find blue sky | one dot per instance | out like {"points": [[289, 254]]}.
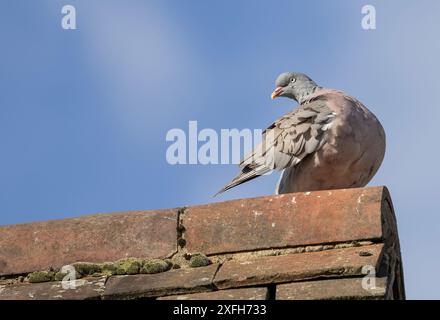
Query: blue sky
{"points": [[84, 113]]}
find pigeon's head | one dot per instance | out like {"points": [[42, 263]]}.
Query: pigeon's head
{"points": [[294, 85]]}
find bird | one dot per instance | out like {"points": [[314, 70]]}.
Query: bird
{"points": [[329, 141]]}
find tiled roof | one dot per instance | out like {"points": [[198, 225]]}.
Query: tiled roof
{"points": [[333, 244]]}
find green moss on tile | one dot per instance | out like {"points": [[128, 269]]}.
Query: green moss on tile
{"points": [[199, 260], [86, 268], [128, 266], [156, 266], [41, 276]]}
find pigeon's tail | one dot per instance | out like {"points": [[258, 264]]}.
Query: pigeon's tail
{"points": [[245, 175]]}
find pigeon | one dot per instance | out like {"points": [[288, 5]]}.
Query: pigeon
{"points": [[329, 141]]}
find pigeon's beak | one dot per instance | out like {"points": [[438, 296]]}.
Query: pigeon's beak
{"points": [[276, 93]]}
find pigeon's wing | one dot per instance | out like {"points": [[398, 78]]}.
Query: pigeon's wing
{"points": [[286, 142]]}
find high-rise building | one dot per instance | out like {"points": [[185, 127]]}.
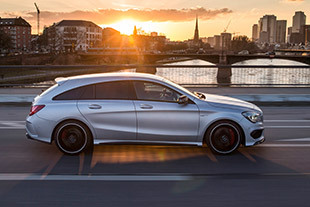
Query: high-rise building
{"points": [[267, 29], [255, 32], [225, 40], [71, 35], [299, 19], [19, 30], [306, 33], [281, 31], [217, 42], [196, 35], [289, 33]]}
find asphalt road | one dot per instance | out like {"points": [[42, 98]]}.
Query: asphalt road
{"points": [[276, 173]]}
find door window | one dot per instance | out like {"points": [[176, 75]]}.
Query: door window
{"points": [[155, 92], [119, 90]]}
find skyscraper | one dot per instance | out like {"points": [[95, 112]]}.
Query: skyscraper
{"points": [[255, 32], [281, 31], [267, 29], [299, 19], [196, 35]]}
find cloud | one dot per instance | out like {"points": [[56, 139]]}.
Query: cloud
{"points": [[108, 16]]}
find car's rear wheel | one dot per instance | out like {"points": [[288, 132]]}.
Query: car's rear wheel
{"points": [[223, 137], [73, 137]]}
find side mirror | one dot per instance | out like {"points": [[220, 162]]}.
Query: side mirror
{"points": [[182, 99]]}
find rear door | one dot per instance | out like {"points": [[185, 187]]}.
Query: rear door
{"points": [[110, 110]]}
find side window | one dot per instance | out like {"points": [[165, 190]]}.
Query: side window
{"points": [[84, 92], [155, 92], [115, 90]]}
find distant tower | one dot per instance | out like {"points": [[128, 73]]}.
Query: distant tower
{"points": [[135, 32], [196, 36]]}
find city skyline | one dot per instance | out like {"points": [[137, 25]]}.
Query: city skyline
{"points": [[176, 16]]}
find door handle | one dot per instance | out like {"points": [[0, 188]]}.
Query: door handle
{"points": [[146, 106], [94, 106]]}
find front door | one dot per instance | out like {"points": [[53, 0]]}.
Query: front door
{"points": [[161, 118]]}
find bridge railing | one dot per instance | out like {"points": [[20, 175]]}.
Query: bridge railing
{"points": [[190, 75]]}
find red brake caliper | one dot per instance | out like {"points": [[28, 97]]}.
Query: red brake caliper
{"points": [[63, 134], [232, 136]]}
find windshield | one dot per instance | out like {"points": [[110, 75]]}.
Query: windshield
{"points": [[195, 94], [48, 90]]}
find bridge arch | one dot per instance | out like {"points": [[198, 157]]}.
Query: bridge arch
{"points": [[234, 59]]}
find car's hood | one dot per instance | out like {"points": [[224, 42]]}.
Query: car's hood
{"points": [[224, 101]]}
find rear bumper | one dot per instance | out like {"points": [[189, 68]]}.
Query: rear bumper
{"points": [[36, 139]]}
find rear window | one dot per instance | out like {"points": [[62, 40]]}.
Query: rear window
{"points": [[115, 90], [84, 92], [48, 90]]}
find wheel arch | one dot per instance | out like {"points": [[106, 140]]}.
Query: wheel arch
{"points": [[74, 120], [221, 120]]}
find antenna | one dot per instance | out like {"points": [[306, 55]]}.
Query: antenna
{"points": [[226, 28], [38, 18]]}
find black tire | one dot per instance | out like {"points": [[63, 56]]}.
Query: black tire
{"points": [[223, 137], [73, 137]]}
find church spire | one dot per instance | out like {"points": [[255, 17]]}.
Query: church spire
{"points": [[196, 36]]}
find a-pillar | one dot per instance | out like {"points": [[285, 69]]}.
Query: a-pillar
{"points": [[224, 72], [141, 69]]}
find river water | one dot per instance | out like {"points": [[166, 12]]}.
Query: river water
{"points": [[240, 76]]}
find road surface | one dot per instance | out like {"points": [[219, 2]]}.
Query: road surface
{"points": [[276, 173]]}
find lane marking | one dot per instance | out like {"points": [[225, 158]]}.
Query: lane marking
{"points": [[282, 145], [287, 127], [295, 140], [136, 177], [31, 177], [286, 120]]}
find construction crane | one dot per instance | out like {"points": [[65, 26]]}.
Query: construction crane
{"points": [[38, 18], [226, 28]]}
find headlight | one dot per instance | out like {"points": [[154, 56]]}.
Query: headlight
{"points": [[253, 116]]}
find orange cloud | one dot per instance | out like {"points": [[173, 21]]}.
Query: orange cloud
{"points": [[108, 16]]}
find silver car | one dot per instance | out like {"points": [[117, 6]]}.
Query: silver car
{"points": [[80, 111]]}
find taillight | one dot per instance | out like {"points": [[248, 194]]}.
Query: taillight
{"points": [[35, 109]]}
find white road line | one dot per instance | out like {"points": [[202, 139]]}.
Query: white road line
{"points": [[186, 177], [31, 177], [295, 140], [286, 120], [19, 127], [287, 127], [283, 145]]}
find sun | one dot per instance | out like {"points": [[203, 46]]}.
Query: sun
{"points": [[125, 26]]}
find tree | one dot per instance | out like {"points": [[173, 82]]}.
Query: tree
{"points": [[5, 41], [240, 43]]}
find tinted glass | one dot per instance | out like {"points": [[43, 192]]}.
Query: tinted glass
{"points": [[155, 92], [85, 92], [115, 90]]}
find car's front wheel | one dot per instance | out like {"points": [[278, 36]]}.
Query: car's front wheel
{"points": [[72, 137], [223, 137]]}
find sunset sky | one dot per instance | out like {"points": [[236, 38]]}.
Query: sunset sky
{"points": [[174, 18]]}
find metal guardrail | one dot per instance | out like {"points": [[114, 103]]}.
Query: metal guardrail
{"points": [[191, 75]]}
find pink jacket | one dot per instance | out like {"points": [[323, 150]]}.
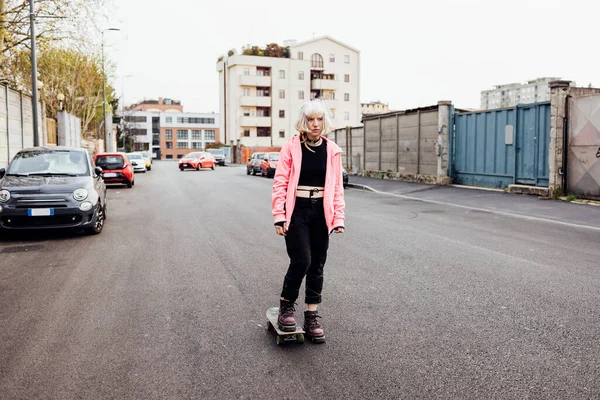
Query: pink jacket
{"points": [[286, 182]]}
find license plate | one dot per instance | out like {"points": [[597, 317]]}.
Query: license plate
{"points": [[40, 212]]}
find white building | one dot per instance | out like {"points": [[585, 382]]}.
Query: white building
{"points": [[170, 134], [509, 95], [260, 97]]}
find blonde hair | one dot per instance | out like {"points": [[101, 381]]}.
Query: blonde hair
{"points": [[314, 108]]}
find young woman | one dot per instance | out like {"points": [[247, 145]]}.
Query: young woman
{"points": [[308, 205]]}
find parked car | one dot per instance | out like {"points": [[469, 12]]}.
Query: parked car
{"points": [[52, 187], [197, 160], [269, 165], [116, 168], [219, 155], [148, 157], [138, 161], [253, 164]]}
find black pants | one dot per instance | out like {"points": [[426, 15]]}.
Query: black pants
{"points": [[307, 242]]}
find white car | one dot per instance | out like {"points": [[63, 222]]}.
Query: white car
{"points": [[138, 161]]}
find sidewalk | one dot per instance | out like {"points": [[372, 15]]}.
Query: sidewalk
{"points": [[496, 201]]}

========================

## GIVEN INSTRUCTION
Reproduce each line word for word and drop the pictures.

## SOLUTION
find blue sky | one dot per instance | out like {"points": [[289, 254]]}.
Query: blue sky
{"points": [[84, 113]]}
find pigeon's head | one dot per instance | out like {"points": [[42, 263]]}.
Query: pigeon's head
{"points": [[294, 85]]}
find bird | one dot per instance | out like {"points": [[314, 70]]}.
Query: bird
{"points": [[329, 141]]}
find tiled roof | one dot per instance | out like {"points": [[198, 225]]}.
Query: tiled roof
{"points": [[333, 244]]}
find green moss on tile | one dot per instance | out like {"points": [[128, 269]]}.
Query: green moss on tile
{"points": [[199, 260], [86, 268], [128, 266], [156, 266], [41, 276]]}
find pigeon's tail | one dot per instance | out like {"points": [[258, 264]]}.
Query: pigeon's tail
{"points": [[245, 175]]}
find pigeon | one dot per instance | out like {"points": [[288, 5]]}.
Query: pigeon
{"points": [[329, 141]]}
find pigeon's beak | one dot per instance | out like {"points": [[438, 296]]}.
Query: pigeon's beak
{"points": [[276, 93]]}
find pigeon's wing | one dot per instance | out like {"points": [[398, 78]]}.
Query: pigeon's wing
{"points": [[286, 142]]}
find high-rise building | one dot per instance | out like {"points": [[185, 127]]}.
Query: high-rise building
{"points": [[267, 29], [255, 32], [225, 40], [71, 35], [299, 19], [19, 30], [306, 33], [281, 31], [217, 42], [196, 35], [289, 33]]}
find asphalt road | one dot per instance | out like {"points": [[42, 98]]}.
Query: asphalt road
{"points": [[276, 173]]}
find door window | one dot per instance | out like {"points": [[176, 75]]}.
Query: door window
{"points": [[155, 92], [119, 90]]}
find skyscraper | one dot per instance | out like {"points": [[95, 112]]}.
Query: skyscraper
{"points": [[255, 32], [281, 31], [267, 29], [299, 19], [196, 35]]}
find cloud | one dot per instance | out like {"points": [[56, 139]]}.
Query: cloud
{"points": [[108, 16]]}
find car's rear wheel | one dot per instance | out like {"points": [[288, 132]]}.
Query: car's rear wheel
{"points": [[223, 137], [73, 137]]}
find side mirror | one dot per instance | out like {"points": [[220, 162]]}.
Query: side mirror
{"points": [[182, 99]]}
find rear door | one dot per instance | out like {"points": [[185, 187]]}.
Query: rear door
{"points": [[110, 110]]}
find side window | one dot per instance | out like {"points": [[165, 190]]}.
Query: side window
{"points": [[84, 92], [155, 92], [115, 90]]}
find distant tower | one dot per instance | out like {"points": [[128, 73]]}.
Query: distant tower
{"points": [[135, 32], [196, 36]]}
find city skyline | one dot per instance | out like {"points": [[137, 25]]}.
Query: city skyline
{"points": [[176, 16]]}
find door handle | one dot per instance | out like {"points": [[0, 188]]}.
Query: door handle
{"points": [[146, 106], [94, 106]]}
find front door | one dot per instance | out like {"points": [[53, 0]]}.
Query: front door
{"points": [[161, 118]]}
find bridge railing | one dot per instance | out like {"points": [[20, 175]]}.
Query: bridge railing
{"points": [[190, 75]]}
find red brake caliper | one dot per instance | out like {"points": [[28, 97]]}.
Query: red brake caliper
{"points": [[63, 134], [232, 136]]}
find windshield | one dot per instance | out like {"points": [[110, 75]]}.
Query: windshield
{"points": [[195, 94], [48, 90]]}
find bridge arch | one dot per instance | out like {"points": [[198, 157]]}.
Query: bridge arch
{"points": [[234, 59]]}
find car's hood | one dot per instance | out like {"points": [[224, 42]]}.
Query: car's hood
{"points": [[224, 101]]}
find rear bumper | one dot per instance | out like {"points": [[189, 68]]}.
Query: rear bumper
{"points": [[36, 139]]}
find rear window | one dot per instance | out like {"points": [[62, 40]]}.
Query: rear window
{"points": [[115, 90], [84, 92], [48, 90]]}
find wheel arch | one dot per instance | out like {"points": [[106, 140]]}.
Query: wheel arch
{"points": [[74, 120], [221, 120]]}
find antenna | one dot per instance | out like {"points": [[306, 55]]}.
Query: antenna
{"points": [[226, 28], [38, 18]]}
find black tire | one dot per instance | out like {"points": [[63, 56]]}.
Query: black tire
{"points": [[223, 137], [73, 137]]}
find church spire | one dot per instance | out like {"points": [[255, 17]]}.
Query: church spire
{"points": [[196, 36]]}
find a-pillar | one dot per instance | out like {"points": [[285, 69]]}.
Query: a-pillar
{"points": [[224, 72], [141, 69]]}
find river water | one dot per instance | out like {"points": [[166, 12]]}.
Query: river water
{"points": [[240, 76]]}
find road surface | one dot per instance | out like {"points": [[219, 2]]}.
Query: road surface
{"points": [[276, 173]]}
find lane marking | one dot per instance | out like {"points": [[225, 158]]}.
Query: lane marking
{"points": [[282, 145], [287, 127], [295, 140], [136, 177], [31, 177], [286, 120]]}
find construction crane | one dot per instance | out like {"points": [[65, 26]]}.
Query: construction crane
{"points": [[38, 18], [226, 28]]}
find headlight | one dot per instance | out like {"points": [[154, 56]]}.
Query: headlight
{"points": [[253, 116]]}
find orange cloud | one dot per instance | out like {"points": [[173, 21]]}.
Query: orange cloud
{"points": [[108, 16]]}
find silver car | one dot per instance | out like {"points": [[117, 6]]}.
Query: silver car
{"points": [[80, 111]]}
find taillight | one dot per instance | out like {"points": [[248, 194]]}.
Query: taillight
{"points": [[35, 109]]}
find white road line | one dot per instance | out like {"points": [[202, 139]]}.
Query: white road line
{"points": [[186, 177], [31, 177], [295, 140], [286, 120], [19, 127], [287, 127], [283, 145]]}
find sun | one dot per instance | out like {"points": [[203, 46]]}.
Query: sun
{"points": [[125, 26]]}
find tree | one dot per instance | out like {"points": [[173, 82]]}.
Query: tree
{"points": [[5, 41], [240, 43]]}
find tinted glass | one dot per instance | out like {"points": [[43, 192]]}.
Query: tinted glass
{"points": [[155, 92], [85, 92], [115, 90]]}
find car's front wheel | one dot per instance | out like {"points": [[278, 36]]}.
Query: car's front wheel
{"points": [[72, 137], [223, 137]]}
find sunset sky | one dot per instance | out like {"points": [[236, 38]]}.
Query: sunset sky
{"points": [[174, 18]]}
find metal guardrail | one dot per instance | out like {"points": [[114, 103]]}.
Query: metal guardrail
{"points": [[191, 75]]}
find pink jacket | one dot per instance | out like {"points": [[323, 150]]}.
Query: pink jacket
{"points": [[286, 182]]}
find license plate | one dot per instance | out like {"points": [[597, 317]]}.
Query: license plate
{"points": [[40, 212]]}
find white building | one dot per instance | out like {"points": [[585, 382]]}.
Query: white building
{"points": [[170, 134], [509, 95], [260, 97]]}
find blonde hair | one dot per instance | out like {"points": [[101, 381]]}.
Query: blonde hair
{"points": [[314, 108]]}
find young woman | one dot per instance | out like {"points": [[247, 145]]}.
Query: young woman
{"points": [[308, 205]]}
find parked car | one dot per instance | out like {"points": [[469, 12]]}.
Query: parked car
{"points": [[52, 187], [197, 160], [269, 165], [116, 168], [219, 155], [148, 157], [138, 161], [253, 164]]}
find black pants | one dot per instance | out like {"points": [[426, 15]]}.
Query: black pants
{"points": [[307, 242]]}
find white car | one dot per instance | out like {"points": [[63, 222]]}.
Query: white car
{"points": [[138, 161]]}
find sidewalk | one dot per instance | out like {"points": [[372, 15]]}.
Query: sidewalk
{"points": [[496, 201]]}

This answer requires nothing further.